> [Listed entries]:

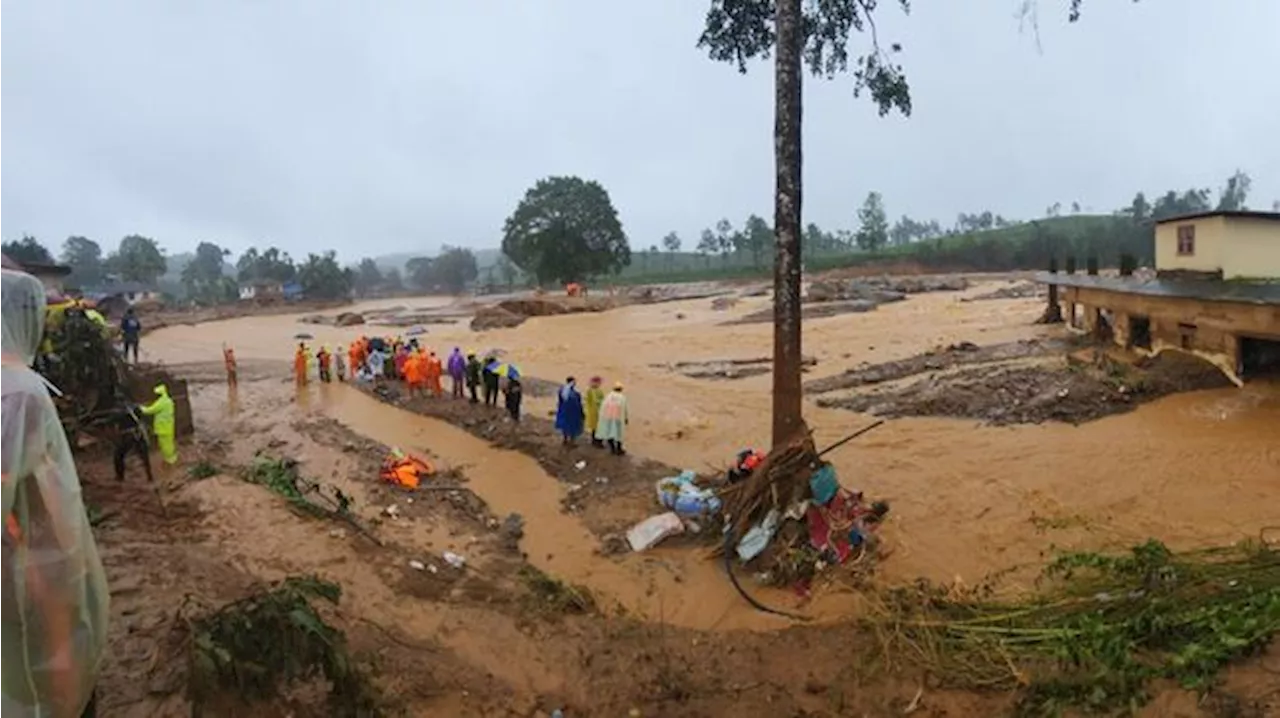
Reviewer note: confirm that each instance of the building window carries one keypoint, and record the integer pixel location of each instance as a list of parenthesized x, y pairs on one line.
[(1187, 239)]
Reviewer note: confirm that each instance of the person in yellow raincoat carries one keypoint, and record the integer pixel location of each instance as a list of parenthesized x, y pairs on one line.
[(592, 402), (53, 590), (300, 365), (161, 410)]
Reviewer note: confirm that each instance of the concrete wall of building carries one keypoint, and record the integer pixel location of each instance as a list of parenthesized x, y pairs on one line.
[(1252, 248), (1210, 246), (1210, 330)]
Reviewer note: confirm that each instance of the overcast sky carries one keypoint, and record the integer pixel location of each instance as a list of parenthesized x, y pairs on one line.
[(398, 126)]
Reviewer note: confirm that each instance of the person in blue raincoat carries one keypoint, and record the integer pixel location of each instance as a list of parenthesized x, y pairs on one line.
[(568, 412)]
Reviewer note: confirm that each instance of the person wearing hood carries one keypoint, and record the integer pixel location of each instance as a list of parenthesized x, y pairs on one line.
[(163, 425), (324, 364), (592, 403), (568, 412), (513, 396), (472, 376), (457, 369), (300, 365), (613, 420), (490, 382), (433, 375), (53, 593)]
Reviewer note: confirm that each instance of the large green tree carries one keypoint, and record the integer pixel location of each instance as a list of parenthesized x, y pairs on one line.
[(204, 278), (85, 257), (872, 224), (323, 278), (798, 33), (268, 265), (137, 259), (26, 250), (566, 229)]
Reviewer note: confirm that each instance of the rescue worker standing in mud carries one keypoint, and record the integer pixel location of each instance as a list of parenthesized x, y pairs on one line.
[(300, 365), (323, 364), (53, 593), (490, 383), (472, 376), (163, 411)]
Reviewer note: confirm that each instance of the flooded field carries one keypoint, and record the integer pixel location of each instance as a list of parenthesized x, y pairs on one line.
[(968, 498)]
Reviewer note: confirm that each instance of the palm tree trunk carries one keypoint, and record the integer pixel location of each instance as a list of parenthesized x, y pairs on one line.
[(787, 410)]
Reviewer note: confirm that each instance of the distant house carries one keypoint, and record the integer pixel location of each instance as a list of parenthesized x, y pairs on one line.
[(50, 274), (268, 291), (250, 291), (1216, 293)]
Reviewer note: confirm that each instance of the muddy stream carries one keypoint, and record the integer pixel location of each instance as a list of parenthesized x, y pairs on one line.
[(968, 499)]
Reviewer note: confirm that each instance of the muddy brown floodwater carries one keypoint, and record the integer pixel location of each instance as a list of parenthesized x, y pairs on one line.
[(968, 499)]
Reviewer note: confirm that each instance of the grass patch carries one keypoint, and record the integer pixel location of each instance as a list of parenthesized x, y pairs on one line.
[(260, 645), (1106, 627), (556, 597)]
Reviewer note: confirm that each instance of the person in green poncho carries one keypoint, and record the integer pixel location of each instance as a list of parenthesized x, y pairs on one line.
[(161, 410), (592, 402)]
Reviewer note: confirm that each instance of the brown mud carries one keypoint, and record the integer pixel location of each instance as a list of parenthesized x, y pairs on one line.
[(721, 369), (1069, 390), (938, 359)]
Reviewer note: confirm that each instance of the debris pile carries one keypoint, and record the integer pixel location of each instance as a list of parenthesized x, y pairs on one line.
[(784, 516)]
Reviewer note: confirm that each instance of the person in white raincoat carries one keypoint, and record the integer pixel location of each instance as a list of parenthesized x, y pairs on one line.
[(53, 591), (612, 428)]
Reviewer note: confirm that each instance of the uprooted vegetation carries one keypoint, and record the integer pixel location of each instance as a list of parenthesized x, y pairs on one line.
[(1105, 630), (1070, 390), (264, 645)]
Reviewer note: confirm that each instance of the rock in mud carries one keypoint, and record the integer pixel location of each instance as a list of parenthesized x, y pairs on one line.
[(512, 530)]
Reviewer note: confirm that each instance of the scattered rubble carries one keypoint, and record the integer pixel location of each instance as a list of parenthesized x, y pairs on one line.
[(882, 289), (1068, 390), (1019, 291), (720, 369), (940, 359)]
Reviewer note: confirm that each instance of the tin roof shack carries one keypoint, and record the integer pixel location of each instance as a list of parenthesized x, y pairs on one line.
[(1238, 245), (50, 274), (1216, 295), (1235, 325)]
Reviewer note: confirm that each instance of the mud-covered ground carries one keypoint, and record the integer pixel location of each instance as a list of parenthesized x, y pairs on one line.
[(1070, 389), (480, 641)]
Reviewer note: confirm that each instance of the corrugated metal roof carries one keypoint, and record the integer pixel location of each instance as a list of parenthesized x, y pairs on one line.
[(1239, 214), (1237, 292)]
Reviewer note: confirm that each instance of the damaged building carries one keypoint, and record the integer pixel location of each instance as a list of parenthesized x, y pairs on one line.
[(1215, 293)]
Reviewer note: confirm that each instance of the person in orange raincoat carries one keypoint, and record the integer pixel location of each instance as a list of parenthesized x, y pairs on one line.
[(353, 357), (300, 365), (229, 360), (434, 369), (415, 373)]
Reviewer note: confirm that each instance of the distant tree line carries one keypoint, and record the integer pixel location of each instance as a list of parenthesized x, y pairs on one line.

> [Challenge]: Rewrite all of the data above as a Markdown table with two columns, Row and Line, giving each line its own row number. Skip blank lines, and leave the pictures out.

> [Complete response]:
| Row | Line |
|---|---|
| 1 | Reviewer note: confirm that each instance of the building window carries one keypoint, and record the integer pixel location of each instance as a list of parenthesized x, y pairs on one line. |
| 2 | [(1187, 239)] |
| 3 | Reviewer note: confirm that each instance of the person in yellow raincoat carries one keypoint, and record the integer pixel location of each instance as a list of parenthesized x, y pairs on one line. |
| 4 | [(592, 402), (53, 590), (300, 365), (161, 410)] |
| 5 | Reviewer note: confirm that each instance of the concrete wall of building carries one keypoint, and record the integer pixel location of each instance as a list of parenthesized x, y pairs on one line. |
| 6 | [(1252, 248), (1210, 246), (1210, 330)] |
| 7 | Reviewer note: confirm that each instance of the overcast sky carries one keypoint, and record the integer pixel location of each instance as a list of parenthesized x, y pairs on one line. |
| 8 | [(398, 126)] |
| 9 | Reviewer note: confirm that each instance of the person in blue raincoat carries one keypoint, and record the integer pixel location of each instance as a list of parenthesized x, y pairs on one line. |
| 10 | [(568, 412)] |
| 11 | Reviewer note: confirm that each instance of the person wearing hood carries one keypoint, and record the integer pixel location of each instance as a list of parenthesized x, y pairs on one line. |
| 12 | [(163, 425), (324, 364), (592, 403), (568, 412), (513, 396), (472, 376), (457, 369), (300, 365), (613, 420), (490, 382), (433, 375), (53, 593)] |
| 13 | Reviewer note: confirm that each instance of the large green tree carries one keypoint, and record the integer pixel location of each instance as a list of parenthesized x, y pairs on one line. |
| 14 | [(204, 278), (85, 257), (872, 224), (323, 278), (798, 33), (268, 265), (137, 259), (26, 250), (566, 229)] |
| 15 | Reviewer note: confirm that each instance of the rescue worker standing in mud carries one keypoint, and record the integer pixel location of each instance as a list of parenthesized x, y pairs on one line. |
| 16 | [(300, 365), (323, 364), (53, 593), (490, 383), (472, 376), (163, 411)] |
| 17 | Reviewer note: confirm that each instance of the flooded field carries one keypoint, and record the integer pixel location of each instance as a list of parenthesized x, y pairs on one line. |
| 18 | [(968, 498)] |
| 19 | Reviewer note: confirm that each instance of the palm tree trunk carries one keypoint, and record the integer pixel location of each instance as a list of parenthesized x, y pairs on one line. |
| 20 | [(787, 410)] |
| 21 | Reviewer note: confirm that each instance of the distant house carries one keypoint, and record the integer pixel location of each instance as a list of parenthesized x, y pairs on one line. |
| 22 | [(50, 274), (268, 291), (250, 291), (1216, 293)] |
| 23 | Reviewer note: confirm that each instance of the muddy stream carries one keypoint, and record the integer pixel location of each instance as a list of parenthesized x, y pairs on one line. |
| 24 | [(968, 499)] |
| 25 | Reviewer note: confirm that each instance of the muddy brown floodwater carries one keypoint, and record the integer pixel location of each instance as a list of parenthesized x, y pairs on one line. |
| 26 | [(968, 499)] |
| 27 | Reviewer note: confirm that each instance of the grass patch carries one keypoint, and record the integer pixel location of each instance as a list of parenthesized x, y pairs on one line. |
| 28 | [(260, 645), (1106, 627), (556, 597)] |
| 29 | Reviewer note: confirm that each instance of the person in green poncho carries one keypoint, and record the integer pixel location of each instance as a list of parenthesized x, y pairs on one line. |
| 30 | [(161, 410), (592, 402)] |
| 31 | Reviewer note: confirm that each instance of the brown mud carries one keypoint, and record the integer pixel location of each instance as a list of parenthesized x, y pairs on one line. |
| 32 | [(721, 369), (1069, 390), (938, 359)] |
| 33 | Reviewer note: confirm that each instance of the debris pile carries one keypoint, and record the integer pixel location of each instance as a list of parenthesized x, y pairs on one line. |
| 34 | [(784, 516)] |
| 35 | Reviewer note: confirm that each instance of the person in white raincoat carries one keypoint, and record the integer pixel location of each instance as a list of parenthesized x, y pairs on one line. |
| 36 | [(53, 591), (612, 428)] |
| 37 | Reviewer note: confirm that each instance of the uprooted vegetation carries one keypoint, and record the integer pixel location of each instance as a list of parenthesized x, y pairs on one line. |
| 38 | [(1105, 630), (1070, 390), (264, 645)] |
| 39 | Reviewer note: confirm that each instance of the rock in mud carries one keypoint, and record the integer pixel location of each instance as a list of parenthesized x, y pairs on one line. |
| 40 | [(512, 530)] |
| 41 | Reviewer note: confirm that each instance of the scattered rubble carries one keypoint, and record the integer pixel location of each instance as a list of parenthesized x, y pairs on one line. |
| 42 | [(882, 289), (1068, 390), (1019, 291), (720, 369), (940, 359)] |
| 43 | Reviewer note: confirm that each instance of the tin roof shack carries one keypoint, and record the integer pixel location of each instance as a list of parenthesized x, y pairs on one line. |
| 44 | [(1238, 245), (50, 274), (1216, 295), (1235, 325)] |
| 45 | Reviewer note: confirm that each instance of the mud-covered ground carries one keypoint, and record the integer pixel location of each instance as a list of parenthesized x, y pairs on one line. |
| 46 | [(1070, 389), (480, 641)] |
| 47 | Reviewer note: confirm that each instance of the corrugated metal roof carries one keypoint, and record the integer pixel location of each instance as a list of parenthesized x, y pairs on one line. |
| 48 | [(1239, 214), (1237, 292)] |
| 49 | Reviewer note: confirm that each instance of the damaged building carries one keypoint, and record the integer pixel location of each instance as a list of parenthesized x, y pairs on one line. |
| 50 | [(1215, 293)] |
| 51 | Reviewer note: confirm that each instance of the person in orange raincoat carries one keypoint, and record the integer pixel location of each instance as a list of parenthesized x, y pairs on one line. |
| 52 | [(353, 357), (300, 365), (229, 360), (434, 369), (415, 373)] |
| 53 | Reviewer note: confirm that each instance of the distant tree line carries one keypoint, and record the integer pixel location of each instance as a list of parenthesized x, y pairs on one line. |